I Aim at the Stars is a 1960 biographical film which tells the story of the life of Wernher von Braun. The film covers his life from his early days in Germany, through Peenemünde, until his work with the U.S. Army, NASA, and the American space program.

The film stars Curt Jürgens, Victoria Shaw, Herbert Lom, Gia Scala, and James Daly.

The film was written by Jay Dratler based on a story by George Froeschel, H. W. John, and Udo Wolter. It was directed by J. Lee Thompson.

It was shot at the Bavaria Studios in Munich, with sets designed by the art director Hans Berthel.

The film was premiered in Munich on 19 August 1960; it subsequently opened in New York City and Los Angeles on 19 October and London on 24 November. In Germany the film was titled Ich greife nach den Sternen ("I Reach for the Stars"). In Italy the film was released as Alla Conquista dell' Infinito.

Satirist Mort Sahl and others are often credited with suggesting the subtitle "(But Sometimes I Hit London)", but in fact the line appears in the film itself, spoken by actor James Daly, who plays the cynical American press officer.

Dell published a comic book adaptation of the film with art by Jack Sparling as Four Color #1148 (October 1960).

Plot

Cast
 Curd Jürgens as Wernher von Braun 
 Victoria Shaw as Maria von Braun 
 Herbert Lom as Anton Reger 
 Gia Scala as Elizabeth Beyer 
 James Daly as U.S. Major William Taggert 
 Adrian Hoven as Mischke 
 Gerard Heinz as Professor Oberth 
 Karel Stepanek as Captain Dornberger 
 Peter Capell as Dr. Neumann 
 Hayden Rorke as U.S. Army Major 
 Austin Willis as U.S. General John B. Medaris 
 Alan Gifford as U.S. Army Colonel 
 Helmo Kindermann as General Kulp 
 Lea Seidl as Baroness von Braun 
 John Crawford as Dr. Bosco - White Sands, New Mexico

Production
Filming started in Munich in October 1959. Thompson said shortly before filming that "Many Britons feel Von Braun should have stood trial as a war criminal and no sooner did I sign to direct the biopic when a sizable section of the press advised, 'This motion picture should not be made. He added that "The U-S ... didn't hesitate a moment when Von Braun surrendered. They put him to work. Can rejection of a great brain be justified? Current examples of this dilemma are not wanting. And though I oppose rejection, in 'Stars' we will let the public decide for itself."
**********
### Written tasks
#1 In the passage about I Aim at the Stars, write out the part starting at "It was shot" and ending at "#1148 (October 1960).", substituting "the Bavarian capital" for "Munich".
#2 According to the passage about I Aim at the Stars, which art director designed the sets?
#3 Render this sentence from the passage about I Aim at the Stars in Spanish: "It was directed by J. Lee Thompson."

[Object location annotation data]
**********
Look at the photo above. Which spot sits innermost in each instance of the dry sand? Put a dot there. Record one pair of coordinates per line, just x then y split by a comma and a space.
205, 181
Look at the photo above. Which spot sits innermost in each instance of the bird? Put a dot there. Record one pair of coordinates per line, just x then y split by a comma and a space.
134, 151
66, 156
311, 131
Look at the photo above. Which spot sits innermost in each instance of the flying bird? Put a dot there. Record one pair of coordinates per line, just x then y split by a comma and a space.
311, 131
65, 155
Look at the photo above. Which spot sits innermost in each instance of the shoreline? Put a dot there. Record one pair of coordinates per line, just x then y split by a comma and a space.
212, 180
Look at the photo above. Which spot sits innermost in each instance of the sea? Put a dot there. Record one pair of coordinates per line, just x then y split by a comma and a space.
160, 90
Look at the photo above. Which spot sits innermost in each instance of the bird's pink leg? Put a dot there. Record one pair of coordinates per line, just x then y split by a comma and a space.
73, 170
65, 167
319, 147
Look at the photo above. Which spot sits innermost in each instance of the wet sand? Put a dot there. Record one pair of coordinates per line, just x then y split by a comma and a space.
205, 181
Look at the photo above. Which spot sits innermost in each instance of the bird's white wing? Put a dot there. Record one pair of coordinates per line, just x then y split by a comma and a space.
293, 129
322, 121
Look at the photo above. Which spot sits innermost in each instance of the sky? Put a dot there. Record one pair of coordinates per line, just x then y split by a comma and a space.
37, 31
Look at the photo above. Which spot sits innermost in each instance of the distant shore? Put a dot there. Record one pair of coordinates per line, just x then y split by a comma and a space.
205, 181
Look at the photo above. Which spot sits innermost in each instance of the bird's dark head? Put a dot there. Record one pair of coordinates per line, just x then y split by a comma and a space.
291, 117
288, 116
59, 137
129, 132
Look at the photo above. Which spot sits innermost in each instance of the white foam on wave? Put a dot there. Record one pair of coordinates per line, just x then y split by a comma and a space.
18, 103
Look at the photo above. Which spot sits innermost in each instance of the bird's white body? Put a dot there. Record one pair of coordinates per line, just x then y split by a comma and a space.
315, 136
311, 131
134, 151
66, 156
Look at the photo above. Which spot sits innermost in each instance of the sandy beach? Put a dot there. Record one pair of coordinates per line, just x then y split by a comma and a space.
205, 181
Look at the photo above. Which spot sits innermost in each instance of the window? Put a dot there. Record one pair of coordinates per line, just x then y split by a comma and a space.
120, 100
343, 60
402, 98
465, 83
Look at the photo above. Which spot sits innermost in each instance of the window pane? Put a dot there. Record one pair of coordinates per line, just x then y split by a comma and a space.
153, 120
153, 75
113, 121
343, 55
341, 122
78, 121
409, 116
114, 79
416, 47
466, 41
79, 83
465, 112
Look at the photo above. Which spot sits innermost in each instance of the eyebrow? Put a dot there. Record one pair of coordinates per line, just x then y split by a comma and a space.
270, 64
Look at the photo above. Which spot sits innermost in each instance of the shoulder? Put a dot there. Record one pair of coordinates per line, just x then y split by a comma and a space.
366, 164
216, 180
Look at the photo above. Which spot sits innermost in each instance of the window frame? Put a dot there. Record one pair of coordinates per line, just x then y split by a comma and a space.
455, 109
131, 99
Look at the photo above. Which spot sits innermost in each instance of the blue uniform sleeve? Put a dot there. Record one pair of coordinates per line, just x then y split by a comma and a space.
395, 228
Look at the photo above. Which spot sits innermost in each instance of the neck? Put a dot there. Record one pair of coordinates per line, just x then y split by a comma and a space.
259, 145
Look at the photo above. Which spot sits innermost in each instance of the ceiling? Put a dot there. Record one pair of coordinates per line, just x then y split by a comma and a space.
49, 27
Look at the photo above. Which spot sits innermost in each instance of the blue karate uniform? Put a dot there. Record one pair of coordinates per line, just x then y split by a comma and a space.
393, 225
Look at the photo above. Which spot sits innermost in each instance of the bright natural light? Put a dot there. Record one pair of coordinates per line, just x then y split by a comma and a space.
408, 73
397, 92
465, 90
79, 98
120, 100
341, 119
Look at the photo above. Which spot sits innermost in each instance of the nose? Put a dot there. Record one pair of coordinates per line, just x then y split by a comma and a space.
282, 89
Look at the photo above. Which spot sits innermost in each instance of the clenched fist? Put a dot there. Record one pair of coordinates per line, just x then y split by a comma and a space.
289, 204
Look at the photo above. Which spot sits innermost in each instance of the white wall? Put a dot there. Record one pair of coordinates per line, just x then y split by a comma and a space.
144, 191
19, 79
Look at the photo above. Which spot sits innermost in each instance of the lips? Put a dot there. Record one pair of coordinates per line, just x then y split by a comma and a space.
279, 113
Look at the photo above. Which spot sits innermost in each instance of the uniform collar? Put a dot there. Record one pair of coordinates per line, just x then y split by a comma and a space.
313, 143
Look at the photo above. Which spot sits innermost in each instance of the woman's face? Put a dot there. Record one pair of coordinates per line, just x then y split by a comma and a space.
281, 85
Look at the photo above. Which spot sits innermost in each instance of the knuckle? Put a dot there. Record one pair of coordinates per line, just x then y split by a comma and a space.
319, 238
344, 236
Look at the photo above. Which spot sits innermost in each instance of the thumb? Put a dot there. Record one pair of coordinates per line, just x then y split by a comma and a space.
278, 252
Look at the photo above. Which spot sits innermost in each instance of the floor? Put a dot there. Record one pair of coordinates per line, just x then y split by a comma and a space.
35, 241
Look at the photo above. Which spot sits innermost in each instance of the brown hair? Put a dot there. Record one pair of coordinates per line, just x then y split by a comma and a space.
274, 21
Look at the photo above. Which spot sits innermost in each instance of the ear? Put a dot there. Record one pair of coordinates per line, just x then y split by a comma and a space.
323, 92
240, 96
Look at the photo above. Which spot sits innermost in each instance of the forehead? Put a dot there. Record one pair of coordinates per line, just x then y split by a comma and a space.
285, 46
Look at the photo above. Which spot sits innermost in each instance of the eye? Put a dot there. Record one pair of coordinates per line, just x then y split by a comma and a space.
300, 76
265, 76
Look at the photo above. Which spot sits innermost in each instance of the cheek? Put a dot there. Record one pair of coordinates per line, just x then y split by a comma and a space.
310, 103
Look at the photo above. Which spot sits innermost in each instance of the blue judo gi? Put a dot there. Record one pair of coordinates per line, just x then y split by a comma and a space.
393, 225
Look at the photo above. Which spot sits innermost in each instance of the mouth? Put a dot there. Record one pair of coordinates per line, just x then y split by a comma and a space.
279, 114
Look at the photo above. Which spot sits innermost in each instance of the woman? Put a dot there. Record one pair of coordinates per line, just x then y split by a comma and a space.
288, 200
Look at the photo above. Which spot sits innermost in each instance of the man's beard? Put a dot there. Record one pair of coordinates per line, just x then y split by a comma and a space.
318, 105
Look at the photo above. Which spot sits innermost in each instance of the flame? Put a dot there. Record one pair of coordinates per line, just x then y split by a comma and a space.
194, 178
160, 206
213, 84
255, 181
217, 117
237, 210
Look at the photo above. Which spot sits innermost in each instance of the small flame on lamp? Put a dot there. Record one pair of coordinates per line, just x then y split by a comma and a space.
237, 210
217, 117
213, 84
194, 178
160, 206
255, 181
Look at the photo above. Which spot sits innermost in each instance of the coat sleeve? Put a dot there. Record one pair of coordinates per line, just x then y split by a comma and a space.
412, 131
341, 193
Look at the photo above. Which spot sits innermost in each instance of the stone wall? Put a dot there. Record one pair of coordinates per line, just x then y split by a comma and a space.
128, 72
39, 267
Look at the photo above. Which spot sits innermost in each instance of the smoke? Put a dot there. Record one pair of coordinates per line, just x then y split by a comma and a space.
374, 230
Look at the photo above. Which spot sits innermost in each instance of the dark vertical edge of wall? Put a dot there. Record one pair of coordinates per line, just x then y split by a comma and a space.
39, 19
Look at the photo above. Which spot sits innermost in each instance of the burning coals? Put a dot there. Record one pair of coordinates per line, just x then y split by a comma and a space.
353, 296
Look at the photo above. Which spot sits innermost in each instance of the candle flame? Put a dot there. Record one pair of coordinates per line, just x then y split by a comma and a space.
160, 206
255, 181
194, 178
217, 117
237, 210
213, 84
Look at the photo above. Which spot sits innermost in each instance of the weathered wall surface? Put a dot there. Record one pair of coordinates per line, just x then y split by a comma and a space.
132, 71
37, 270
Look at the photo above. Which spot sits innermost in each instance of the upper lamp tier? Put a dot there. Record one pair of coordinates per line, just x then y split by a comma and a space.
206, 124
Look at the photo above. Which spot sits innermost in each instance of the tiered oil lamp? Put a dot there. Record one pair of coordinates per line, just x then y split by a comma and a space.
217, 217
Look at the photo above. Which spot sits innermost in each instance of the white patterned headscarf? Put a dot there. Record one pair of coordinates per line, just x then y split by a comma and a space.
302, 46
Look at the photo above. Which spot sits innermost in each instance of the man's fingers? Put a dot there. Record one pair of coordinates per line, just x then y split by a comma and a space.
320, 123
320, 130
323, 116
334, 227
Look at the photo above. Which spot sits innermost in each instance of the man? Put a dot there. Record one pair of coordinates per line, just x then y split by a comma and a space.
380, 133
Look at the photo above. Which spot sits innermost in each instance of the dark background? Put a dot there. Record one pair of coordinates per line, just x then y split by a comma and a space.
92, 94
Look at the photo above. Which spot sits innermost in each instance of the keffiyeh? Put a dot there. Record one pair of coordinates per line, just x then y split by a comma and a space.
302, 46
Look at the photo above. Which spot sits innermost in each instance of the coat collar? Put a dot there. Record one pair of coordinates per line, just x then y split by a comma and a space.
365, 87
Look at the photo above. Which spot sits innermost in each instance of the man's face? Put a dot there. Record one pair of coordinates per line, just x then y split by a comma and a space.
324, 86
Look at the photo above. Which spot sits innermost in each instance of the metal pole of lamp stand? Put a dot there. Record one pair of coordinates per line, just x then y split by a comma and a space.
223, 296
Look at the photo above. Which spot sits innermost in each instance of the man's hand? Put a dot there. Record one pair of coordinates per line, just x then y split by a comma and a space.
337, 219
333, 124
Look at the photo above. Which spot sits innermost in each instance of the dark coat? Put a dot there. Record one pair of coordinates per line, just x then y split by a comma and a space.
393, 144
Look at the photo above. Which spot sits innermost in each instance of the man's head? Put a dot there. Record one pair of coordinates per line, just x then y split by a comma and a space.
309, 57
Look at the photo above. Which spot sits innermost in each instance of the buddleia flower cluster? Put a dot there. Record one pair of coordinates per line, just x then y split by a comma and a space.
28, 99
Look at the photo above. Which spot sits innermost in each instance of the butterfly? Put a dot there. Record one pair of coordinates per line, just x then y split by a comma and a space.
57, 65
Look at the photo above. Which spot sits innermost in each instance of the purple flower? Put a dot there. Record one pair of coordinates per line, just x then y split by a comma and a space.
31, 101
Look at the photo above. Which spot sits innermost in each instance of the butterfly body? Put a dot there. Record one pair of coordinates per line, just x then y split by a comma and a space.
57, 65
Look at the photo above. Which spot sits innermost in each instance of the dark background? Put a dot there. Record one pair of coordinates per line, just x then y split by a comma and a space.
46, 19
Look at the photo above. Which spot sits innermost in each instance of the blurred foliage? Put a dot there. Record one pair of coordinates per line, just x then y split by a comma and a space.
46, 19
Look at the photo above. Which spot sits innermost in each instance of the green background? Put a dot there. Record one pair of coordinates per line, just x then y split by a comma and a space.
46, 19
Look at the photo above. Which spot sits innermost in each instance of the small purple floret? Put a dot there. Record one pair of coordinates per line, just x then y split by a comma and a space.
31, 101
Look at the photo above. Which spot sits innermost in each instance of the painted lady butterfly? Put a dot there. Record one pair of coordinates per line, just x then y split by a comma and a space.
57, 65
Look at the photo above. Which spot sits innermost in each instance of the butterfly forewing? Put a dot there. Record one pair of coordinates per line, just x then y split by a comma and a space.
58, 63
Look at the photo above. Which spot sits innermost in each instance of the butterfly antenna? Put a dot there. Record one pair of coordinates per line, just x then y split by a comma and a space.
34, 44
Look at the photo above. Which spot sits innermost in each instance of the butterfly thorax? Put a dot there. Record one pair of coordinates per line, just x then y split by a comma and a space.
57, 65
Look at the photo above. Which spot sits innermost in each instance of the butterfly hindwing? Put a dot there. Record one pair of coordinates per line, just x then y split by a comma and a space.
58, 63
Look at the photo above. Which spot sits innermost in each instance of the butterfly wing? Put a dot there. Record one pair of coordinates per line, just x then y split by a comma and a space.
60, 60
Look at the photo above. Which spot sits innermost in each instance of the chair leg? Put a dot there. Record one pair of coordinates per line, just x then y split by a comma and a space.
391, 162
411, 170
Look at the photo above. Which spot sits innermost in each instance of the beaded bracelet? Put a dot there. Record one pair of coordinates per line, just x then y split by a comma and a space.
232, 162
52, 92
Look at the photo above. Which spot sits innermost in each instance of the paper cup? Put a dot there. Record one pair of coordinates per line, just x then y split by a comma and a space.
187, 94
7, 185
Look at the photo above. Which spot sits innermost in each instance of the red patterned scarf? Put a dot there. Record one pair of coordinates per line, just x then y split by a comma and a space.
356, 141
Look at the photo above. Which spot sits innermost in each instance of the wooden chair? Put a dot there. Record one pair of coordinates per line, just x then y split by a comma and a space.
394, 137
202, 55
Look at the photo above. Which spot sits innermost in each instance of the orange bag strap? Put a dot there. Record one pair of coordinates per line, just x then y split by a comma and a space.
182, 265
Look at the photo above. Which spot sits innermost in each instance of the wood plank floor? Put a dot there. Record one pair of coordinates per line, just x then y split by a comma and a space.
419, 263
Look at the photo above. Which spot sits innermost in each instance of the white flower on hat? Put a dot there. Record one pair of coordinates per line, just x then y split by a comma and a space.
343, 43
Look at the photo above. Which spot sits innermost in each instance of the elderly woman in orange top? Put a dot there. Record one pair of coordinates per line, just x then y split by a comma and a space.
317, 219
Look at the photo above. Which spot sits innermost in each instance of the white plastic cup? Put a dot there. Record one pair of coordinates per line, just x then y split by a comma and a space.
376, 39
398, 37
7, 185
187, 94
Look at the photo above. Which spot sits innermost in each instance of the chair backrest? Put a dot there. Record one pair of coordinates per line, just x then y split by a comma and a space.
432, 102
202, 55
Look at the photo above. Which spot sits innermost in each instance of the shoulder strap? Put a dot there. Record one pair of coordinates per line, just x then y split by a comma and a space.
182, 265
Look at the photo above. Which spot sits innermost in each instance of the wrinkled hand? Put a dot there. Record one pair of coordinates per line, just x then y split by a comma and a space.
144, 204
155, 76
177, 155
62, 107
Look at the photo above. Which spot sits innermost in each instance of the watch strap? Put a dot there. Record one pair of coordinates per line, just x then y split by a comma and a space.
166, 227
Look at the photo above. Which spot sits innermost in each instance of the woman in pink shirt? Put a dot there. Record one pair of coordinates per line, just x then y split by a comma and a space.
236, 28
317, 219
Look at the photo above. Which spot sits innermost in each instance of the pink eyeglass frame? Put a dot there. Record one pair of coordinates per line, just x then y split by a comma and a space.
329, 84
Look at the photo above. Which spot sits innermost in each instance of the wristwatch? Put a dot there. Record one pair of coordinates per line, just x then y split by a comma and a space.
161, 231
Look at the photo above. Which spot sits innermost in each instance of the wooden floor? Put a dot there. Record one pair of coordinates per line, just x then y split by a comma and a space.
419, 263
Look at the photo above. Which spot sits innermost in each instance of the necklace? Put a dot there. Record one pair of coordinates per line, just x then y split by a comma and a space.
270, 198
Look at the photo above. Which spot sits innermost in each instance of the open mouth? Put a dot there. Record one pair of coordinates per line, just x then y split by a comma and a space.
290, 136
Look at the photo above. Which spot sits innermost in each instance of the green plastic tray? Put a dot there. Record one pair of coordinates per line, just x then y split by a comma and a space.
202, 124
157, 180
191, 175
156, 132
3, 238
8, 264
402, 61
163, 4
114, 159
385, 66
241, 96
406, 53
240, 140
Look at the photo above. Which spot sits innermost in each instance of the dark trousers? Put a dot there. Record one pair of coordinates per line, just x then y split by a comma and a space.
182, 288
**********
### The results
#1
It was shot at the Bavaria Studios in the Bavarian capital, with sets designed by the art director Hans Berthel.

The film was premiered in the Bavarian capital on 19 August 1960; it subsequently opened in New York City and Los Angeles on 19 October and London on 24 November. In Germany the film was titled Ich greife nach den Sternen ("I Reach for the Stars"). In Italy the film was released as Alla Conquista dell' Infinito.

Satirist Mort Sahl and others are often credited with suggesting the subtitle "(But Sometimes I Hit London)", but in fact the line appears in the film itself, spoken by actor James Daly, who plays the cynical American press officer.

Dell published a comic book adaptation of the film with art by Jack Sparling as Four Color #1148 (October 1960).

#2 Hans Berthel

#3 Fue dirigida por J. Lee Thompson.